### TASK DIRECTIONS
Output every entry exactly as given.

****

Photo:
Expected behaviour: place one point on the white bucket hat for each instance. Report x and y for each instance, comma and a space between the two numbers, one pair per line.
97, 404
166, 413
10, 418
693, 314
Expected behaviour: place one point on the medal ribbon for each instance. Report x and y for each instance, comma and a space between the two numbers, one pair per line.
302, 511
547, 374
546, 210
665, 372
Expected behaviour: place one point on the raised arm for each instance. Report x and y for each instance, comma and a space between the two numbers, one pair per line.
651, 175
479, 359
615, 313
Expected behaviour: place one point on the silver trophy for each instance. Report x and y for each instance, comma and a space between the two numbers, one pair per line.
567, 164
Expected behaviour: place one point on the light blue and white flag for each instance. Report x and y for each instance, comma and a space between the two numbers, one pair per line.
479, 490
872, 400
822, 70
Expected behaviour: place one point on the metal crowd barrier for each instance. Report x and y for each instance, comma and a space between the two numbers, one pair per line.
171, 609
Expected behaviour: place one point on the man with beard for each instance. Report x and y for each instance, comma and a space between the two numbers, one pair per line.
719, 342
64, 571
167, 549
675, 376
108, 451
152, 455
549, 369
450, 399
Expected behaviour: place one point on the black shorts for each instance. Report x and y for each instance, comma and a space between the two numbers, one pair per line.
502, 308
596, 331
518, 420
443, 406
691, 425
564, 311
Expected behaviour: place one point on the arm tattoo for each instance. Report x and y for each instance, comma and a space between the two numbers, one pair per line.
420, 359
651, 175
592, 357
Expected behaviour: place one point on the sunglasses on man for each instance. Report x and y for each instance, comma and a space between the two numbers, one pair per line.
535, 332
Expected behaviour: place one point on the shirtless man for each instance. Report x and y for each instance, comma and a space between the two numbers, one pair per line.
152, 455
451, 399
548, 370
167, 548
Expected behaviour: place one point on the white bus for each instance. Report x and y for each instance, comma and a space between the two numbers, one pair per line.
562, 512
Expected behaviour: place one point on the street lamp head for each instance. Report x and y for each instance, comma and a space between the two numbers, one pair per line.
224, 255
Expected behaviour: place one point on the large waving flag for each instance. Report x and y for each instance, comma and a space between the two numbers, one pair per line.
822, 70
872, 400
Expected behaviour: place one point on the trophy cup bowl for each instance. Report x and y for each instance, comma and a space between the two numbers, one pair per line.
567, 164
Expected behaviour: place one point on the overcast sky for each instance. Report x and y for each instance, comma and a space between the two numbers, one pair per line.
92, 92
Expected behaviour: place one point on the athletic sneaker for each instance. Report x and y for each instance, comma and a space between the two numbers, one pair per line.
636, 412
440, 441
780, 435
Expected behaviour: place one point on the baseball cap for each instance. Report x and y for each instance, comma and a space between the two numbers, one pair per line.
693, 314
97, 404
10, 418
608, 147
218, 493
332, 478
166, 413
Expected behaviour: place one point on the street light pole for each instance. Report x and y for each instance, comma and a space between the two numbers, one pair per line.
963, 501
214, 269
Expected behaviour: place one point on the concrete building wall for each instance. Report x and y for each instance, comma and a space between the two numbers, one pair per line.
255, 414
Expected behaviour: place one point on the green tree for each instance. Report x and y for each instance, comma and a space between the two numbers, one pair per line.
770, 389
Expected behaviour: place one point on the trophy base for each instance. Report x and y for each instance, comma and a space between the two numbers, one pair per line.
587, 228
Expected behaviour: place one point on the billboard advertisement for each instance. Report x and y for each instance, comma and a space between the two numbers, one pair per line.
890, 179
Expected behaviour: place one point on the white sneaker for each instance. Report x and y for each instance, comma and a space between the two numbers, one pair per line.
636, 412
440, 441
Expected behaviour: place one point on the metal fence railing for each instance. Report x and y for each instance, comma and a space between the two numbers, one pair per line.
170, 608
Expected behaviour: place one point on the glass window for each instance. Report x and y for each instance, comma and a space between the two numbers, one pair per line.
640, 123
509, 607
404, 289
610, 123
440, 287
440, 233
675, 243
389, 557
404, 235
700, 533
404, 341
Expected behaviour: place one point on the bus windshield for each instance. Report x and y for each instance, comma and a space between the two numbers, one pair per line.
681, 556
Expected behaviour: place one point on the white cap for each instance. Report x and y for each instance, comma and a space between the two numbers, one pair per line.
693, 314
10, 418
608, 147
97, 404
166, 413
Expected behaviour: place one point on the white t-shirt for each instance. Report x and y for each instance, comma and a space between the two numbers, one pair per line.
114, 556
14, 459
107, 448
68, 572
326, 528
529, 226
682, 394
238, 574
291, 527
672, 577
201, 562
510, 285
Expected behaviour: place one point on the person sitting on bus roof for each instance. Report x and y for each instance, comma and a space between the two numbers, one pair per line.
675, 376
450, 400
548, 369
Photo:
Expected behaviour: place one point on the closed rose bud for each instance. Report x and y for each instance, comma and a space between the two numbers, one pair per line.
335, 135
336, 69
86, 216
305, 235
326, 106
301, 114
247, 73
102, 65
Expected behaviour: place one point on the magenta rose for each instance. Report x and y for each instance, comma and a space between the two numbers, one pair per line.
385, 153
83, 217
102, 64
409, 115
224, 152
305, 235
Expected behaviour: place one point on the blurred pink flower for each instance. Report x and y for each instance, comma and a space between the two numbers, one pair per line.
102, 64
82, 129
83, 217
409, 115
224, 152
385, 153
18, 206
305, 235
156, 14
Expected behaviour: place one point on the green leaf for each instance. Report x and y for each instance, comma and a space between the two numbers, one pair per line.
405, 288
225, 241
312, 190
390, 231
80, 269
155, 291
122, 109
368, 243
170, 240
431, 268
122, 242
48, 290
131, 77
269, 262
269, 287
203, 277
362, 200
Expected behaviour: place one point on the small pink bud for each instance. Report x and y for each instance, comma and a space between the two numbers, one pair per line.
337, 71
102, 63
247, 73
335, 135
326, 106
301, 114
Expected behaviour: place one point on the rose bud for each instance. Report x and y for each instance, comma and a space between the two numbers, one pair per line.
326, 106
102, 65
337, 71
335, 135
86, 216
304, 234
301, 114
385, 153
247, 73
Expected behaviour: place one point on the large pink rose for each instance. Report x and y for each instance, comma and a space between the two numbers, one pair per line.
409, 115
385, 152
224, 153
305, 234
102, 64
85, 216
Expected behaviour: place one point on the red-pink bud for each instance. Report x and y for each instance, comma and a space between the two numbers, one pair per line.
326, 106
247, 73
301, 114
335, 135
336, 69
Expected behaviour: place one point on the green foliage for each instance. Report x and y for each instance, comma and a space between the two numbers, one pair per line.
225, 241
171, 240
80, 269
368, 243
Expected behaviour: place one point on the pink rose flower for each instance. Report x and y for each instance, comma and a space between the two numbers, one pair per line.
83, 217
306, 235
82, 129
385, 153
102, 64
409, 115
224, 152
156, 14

****

### ANSWER AREA
Photo:
Expected behaviour: place one point on the white bucket hat for each instance. Report x and y for each instance, comma and a space between the two numbers, one pair per line.
97, 404
166, 413
10, 418
693, 314
Expected behaviour: place one point on the medal ribbon for each instance. Report x and y for each instance, comma and a space between the two numbers, one pair per line.
302, 511
547, 374
546, 210
665, 372
Expected behaviour: place one point on the raised arm for each instance. Report x and y for each instance, comma and a space between the two numbers, one pair per line.
651, 175
479, 359
615, 313
Expected behaviour: place one point on the silver trophy for each instance. Report x and y for each instance, comma and a space between the two numbers, one pair per line.
567, 164
Expected behaviour: place one point on the light blue and white flag for each instance. Report x and y for each instance, comma and a space between the two numbers, one pair per line.
479, 490
872, 400
822, 70
Expected behaviour: place one point on the metal crowd barrier for each instance. Report x and y for each instance, comma and a space between the two numbers, one pair per line.
171, 609
Expected behaviour: place one point on the man with beard for each instance. Report x and y for each instance, comma and a space between the two numbers, one pair per line.
719, 342
64, 571
167, 549
675, 376
108, 451
152, 455
549, 369
450, 399
Expected behaviour: place one point on the black shorts for each instance. Report x and y for each instance, comma and a space between the two numbers, one pair per line.
502, 308
596, 331
518, 420
443, 406
691, 425
564, 311
Expected behaviour: place one point on the arm tattoo for each instance. Report x and y for each instance, comma and a space between the two numbers, one pair per line.
420, 359
651, 175
592, 357
Expected behaviour: place one point on the sunglasses on man for each instance. Report x and y for each instance, comma and a space between the two numbers, one pair per line.
535, 332
Expected behaviour: place one point on the shirtless man for each instance. Report x and y for each instance, comma and a space between the two numbers, one pair per line.
152, 455
451, 399
548, 370
167, 548
Expected behaviour: place one point on the white bus for each instance. Report x and y for each instance, comma and a space between the two numbers, one pair per line.
562, 512
Expected behaviour: place one point on the street lamp head for each instance. Report x and y for each instance, comma and a space between the two numbers, one pair per line.
224, 255
Expected behaviour: place one point on the large waving flag for each instance. Report x and y for each instance, comma and a space between the two numbers, one pair per line.
822, 70
872, 400
Expected behaviour: place one point on the trophy cup bowl for each instance. Report x and y for each instance, comma and a space between the two numbers, one pair per line.
567, 164
Expected behaviour: place one point on the overcast sky for each instance. Report x and y for each instance, comma and a space between the two numbers, one pair per line.
92, 92
Expected behaviour: place one point on the athletic sneaker for each instance. Report x and y for each instance, comma and a space between the two numbers, one pair per line.
636, 412
440, 441
780, 435
Expected behaviour: place one point on the baseball cap for each instance. Report x and y for each instance, comma and a space between the two numbers, one pair per line.
693, 314
97, 404
10, 418
608, 147
218, 493
332, 478
166, 413
Expected behaviour: place one point on the street light pole for each instance. Report x and y for each instance, comma and a space between the two numbers, one pair per line.
963, 501
214, 269
Expected behaviour: place one point on the concrete building wall for each instance. Report x and y for each instance, comma and a space between the two numbers, one pair per line.
255, 414
Expected behaviour: place one point on the green tree for each instance. Report x and y for each instance, comma and a space between the two numbers, one pair per line.
770, 389
Expected behaviour: place one point on the trophy base for each instance. Report x and y for each instance, comma and a space between the two numbers, one pair per line.
587, 228
Expected behaviour: place one point on the billboard advertisement for each instance. Report x and y for each instance, comma and a space between the two numbers, one pair per line.
890, 179
Expected behaviour: place one point on the white sneaker for each instance. Report x and y for each instance, comma and a space between the two numbers, one pair per line.
636, 412
440, 441
Expected behaviour: place one point on the metal fence railing for each instance. Report x and y for each instance, comma and a space between the two numbers, one pair per line.
170, 608
Expected behaviour: place one point on the glass window for each instance. Report x and y for each instance, comma and a space between the two numbers, one pair per line.
640, 123
509, 607
404, 289
610, 123
440, 287
440, 233
675, 243
389, 557
404, 235
700, 533
404, 341
Expected behaviour: place one point on the bus windshield for each instance. Report x and y for each instance, comma and a space between the two numbers, one pair per line.
681, 556
Expected behaviour: place one point on the white cap for each instance. Report x and y for each instance, comma and a space between the two numbers, one pair per line.
693, 314
10, 418
608, 147
97, 404
166, 413
Expected behaviour: place one point on the white t-shirt for each instance. Report x and y for each instance, comma and a space between the two numbers, one pair per line.
114, 556
14, 459
107, 448
68, 572
326, 528
529, 226
682, 394
238, 574
291, 527
672, 577
201, 562
510, 285
Expected behaviour: place one point on the person sitting on bus roof for each instance. Report x and y for each instance, comma and a space between the two numbers, one pair per line.
675, 376
450, 400
548, 369
Photo:
Expected behaviour: place one point on the closed rose bud for each instance. Report x and y for each instance, comma and a space between the two numbers, one pair per line.
335, 135
336, 69
86, 216
305, 235
326, 106
301, 114
247, 73
102, 65
Expected behaviour: place one point on the magenta rose for each instance. Report x and y for each instance, comma and a space between the two numbers, one pair per line.
385, 153
83, 217
102, 64
409, 115
224, 152
305, 235
Expected behaviour: place one point on the blurred pink flower for each instance. Report x and y for each instance, comma and a space between the two numbers, one pair per line.
102, 64
82, 129
83, 217
409, 115
224, 152
385, 153
18, 206
305, 235
156, 14
Expected behaviour: place one point on the green leaf for each instance. Report x and y for each instance, comma and a space between the two numbers, one pair per line.
405, 288
225, 241
312, 190
390, 231
80, 269
155, 291
122, 109
368, 243
170, 240
431, 268
122, 242
48, 290
131, 77
269, 262
269, 287
203, 277
362, 200
Expected behaviour: place one point on the small pink bud for each instance. Report x and y for each instance, comma and a space between the two numbers, one pair per line.
337, 71
102, 63
247, 73
335, 135
326, 106
301, 114
Expected behaviour: place one point on the rose bud for each instance. Report x and y for each instance, comma and a space between the two numbers, one pair per line.
326, 106
102, 65
337, 71
335, 135
86, 216
304, 234
301, 114
385, 153
247, 73
Expected behaviour: place one point on the large pink rose for each instance. Report x and y for each instance, comma and a space between the two numbers, one pair per line.
409, 115
385, 152
224, 153
305, 234
102, 64
85, 216
Expected behaviour: place one point on the red-pink bud for each instance. Report x and y for each instance, comma and a space between the two numbers, one pair per line.
326, 106
247, 73
301, 114
335, 135
336, 69
Expected behaviour: place one point on the green foliage for each instance. Report x and y for each instance, comma and a space between the two numbers, one pair per line.
225, 241
171, 240
80, 269
368, 243
Expected behaviour: place one point on the pink rose flower for each instance. Report x and y for each instance, comma and a space between the two numbers, one pair per line.
83, 217
306, 235
82, 129
385, 153
102, 64
409, 115
224, 152
156, 14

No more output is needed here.